Point annotation dataset records:

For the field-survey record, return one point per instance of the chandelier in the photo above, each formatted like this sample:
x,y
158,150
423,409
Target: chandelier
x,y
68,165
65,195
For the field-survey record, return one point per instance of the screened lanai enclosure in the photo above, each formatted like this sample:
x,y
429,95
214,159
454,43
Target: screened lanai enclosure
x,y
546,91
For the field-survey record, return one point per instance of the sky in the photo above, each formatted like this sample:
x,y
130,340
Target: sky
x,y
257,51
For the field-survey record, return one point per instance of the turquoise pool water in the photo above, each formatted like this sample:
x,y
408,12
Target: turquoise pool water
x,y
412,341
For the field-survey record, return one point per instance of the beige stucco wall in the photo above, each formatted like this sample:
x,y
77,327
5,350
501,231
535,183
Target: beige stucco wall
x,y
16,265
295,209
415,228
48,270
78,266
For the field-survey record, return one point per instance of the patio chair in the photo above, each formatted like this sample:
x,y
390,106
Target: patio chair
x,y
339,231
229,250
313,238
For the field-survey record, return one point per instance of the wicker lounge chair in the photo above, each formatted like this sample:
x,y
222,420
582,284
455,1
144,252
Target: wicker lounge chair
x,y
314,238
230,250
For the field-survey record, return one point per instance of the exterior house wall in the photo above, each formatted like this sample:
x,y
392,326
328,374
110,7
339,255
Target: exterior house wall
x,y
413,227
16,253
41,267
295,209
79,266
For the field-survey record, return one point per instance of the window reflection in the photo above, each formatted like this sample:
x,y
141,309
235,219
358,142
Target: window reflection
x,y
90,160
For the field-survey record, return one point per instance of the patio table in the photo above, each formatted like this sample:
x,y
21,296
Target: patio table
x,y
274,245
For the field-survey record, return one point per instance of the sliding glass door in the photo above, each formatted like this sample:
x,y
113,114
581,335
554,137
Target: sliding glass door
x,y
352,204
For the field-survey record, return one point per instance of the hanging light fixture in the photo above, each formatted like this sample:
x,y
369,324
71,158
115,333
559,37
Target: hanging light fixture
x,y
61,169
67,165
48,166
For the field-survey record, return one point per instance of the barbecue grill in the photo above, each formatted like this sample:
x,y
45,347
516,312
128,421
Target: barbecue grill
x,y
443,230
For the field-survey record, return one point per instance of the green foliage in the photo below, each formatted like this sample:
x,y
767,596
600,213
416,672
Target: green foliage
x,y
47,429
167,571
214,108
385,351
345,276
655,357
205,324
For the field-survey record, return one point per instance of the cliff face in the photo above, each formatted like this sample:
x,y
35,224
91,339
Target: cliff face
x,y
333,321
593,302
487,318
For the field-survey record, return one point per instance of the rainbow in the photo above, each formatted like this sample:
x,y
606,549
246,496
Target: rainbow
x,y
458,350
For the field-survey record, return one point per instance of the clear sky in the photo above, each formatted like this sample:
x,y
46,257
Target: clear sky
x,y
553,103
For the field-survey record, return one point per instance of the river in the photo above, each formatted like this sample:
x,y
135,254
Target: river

Exercise: Output the records verbatim, from the first line to the last.

Completed exercise:
For the field-survey record, return one point per instance of the chandelier in the photo above, each formatted like this sample:
x,y
158,150
423,409
Target: chandelier
x,y
68,165
65,195
For the field-survey record, return one point per instance of the screened lanai enclosure in the photo above, each formatted like this sample:
x,y
429,95
214,159
454,43
Target: screened lanai enclosure
x,y
546,91
For the field-survey record, return one point per instance of the sky in the photo above, each formatted like this sample:
x,y
130,340
Target: sky
x,y
257,51
For the field-survey record, return one point per instance of the turquoise pool water in the photo above, each formatted like this sample:
x,y
408,12
Target: turquoise pool water
x,y
412,341
For the field-survey record, return one point per instance of the beige stucco wall in the photo above, each formatted like this sample:
x,y
77,327
5,350
501,231
535,183
Target: beige stucco wall
x,y
16,265
295,209
415,228
48,270
78,266
For the field-survey record, return one point per instance of the patio chair in the photo above, each formatted like this sample:
x,y
390,106
Target: patio chair
x,y
339,231
229,250
313,238
For the field-survey record, return one point per instance of the wicker lounge chair in the photo above, each formatted like this sample:
x,y
222,420
582,284
455,1
144,252
Target: wicker lounge chair
x,y
314,238
230,250
For the field-survey record, return one point per instance of the exterior house wall in the photo above, each formatted like this sample:
x,y
392,326
328,374
110,7
339,255
Target: exterior house wall
x,y
413,227
16,253
41,267
295,209
79,266
For the field-survey record, return one point per instance of the window reflection in the photo above, each formatted like this sample:
x,y
141,309
235,219
358,142
Target: window reflection
x,y
90,160
For the field-survey record, return one point per instance of the patio table in the photo above, each formatted like this sample:
x,y
21,296
Target: patio table
x,y
274,245
For the field-survey record, return one point per instance of the sliding glass door in the photo above, each formatted like this sample:
x,y
113,114
581,335
554,137
Target: sliding glass door
x,y
352,204
For the field-survey record, return one point per instance of the hanging light fixture in the photo above, each formatted like this sample:
x,y
369,324
71,158
115,333
559,37
Target: hanging light fixture
x,y
61,169
67,165
48,166
For the field-survey record, return one point per instance of the barbecue grill in the photo above, each formatted like this sample:
x,y
45,347
516,312
128,421
Target: barbecue grill
x,y
443,230
For the field-survey record, return one point per instance of the green foliage in the photo below, each formatted like this sample:
x,y
767,596
600,213
416,672
Target: green foliage
x,y
47,429
167,571
214,108
385,351
345,276
655,357
205,324
For the field-survey record, return one point per instance of the cliff face in the photo above, each formatted like this sample:
x,y
35,224
91,339
Target: cliff face
x,y
333,321
593,302
487,318
For the field-survey record, return one point per instance of the rainbow in the photo above, each formatted like this sample:
x,y
606,549
246,496
Target: rainbow
x,y
458,350
For the field-survey record, return one point per instance of the clear sky in the photo above, each formatted like this sample:
x,y
46,257
Target: clear sky
x,y
553,103
For the field-survey record, return one point per instance of the river in the photo above, each formatted like this sample:
x,y
135,254
Target: river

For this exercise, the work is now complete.